Raw data -
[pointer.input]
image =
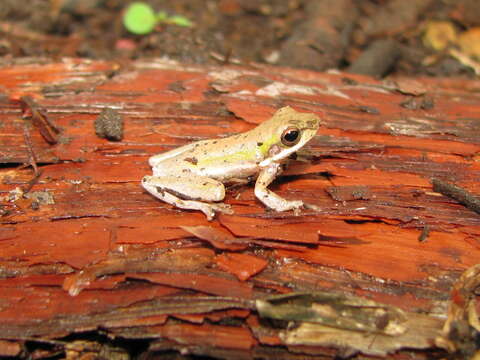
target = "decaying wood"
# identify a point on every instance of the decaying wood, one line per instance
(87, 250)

---

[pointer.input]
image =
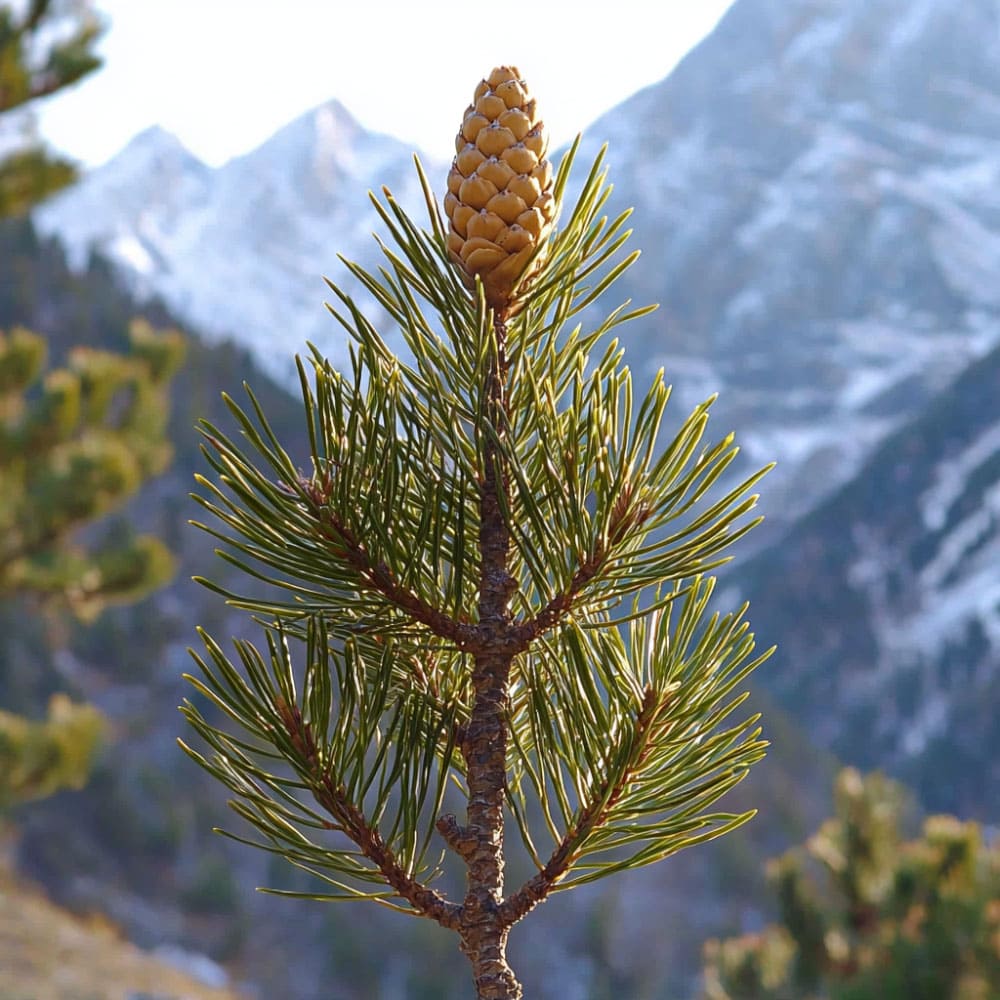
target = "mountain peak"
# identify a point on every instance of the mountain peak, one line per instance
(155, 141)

What needs to be done - Pick out every row of the entries above that contains the string "line", and copy each of those rows in full.

Task solution -
# identify a point on every instance of the decaying wood, one line per instance
# identify a point on every instance of the mountain peak, one line per instance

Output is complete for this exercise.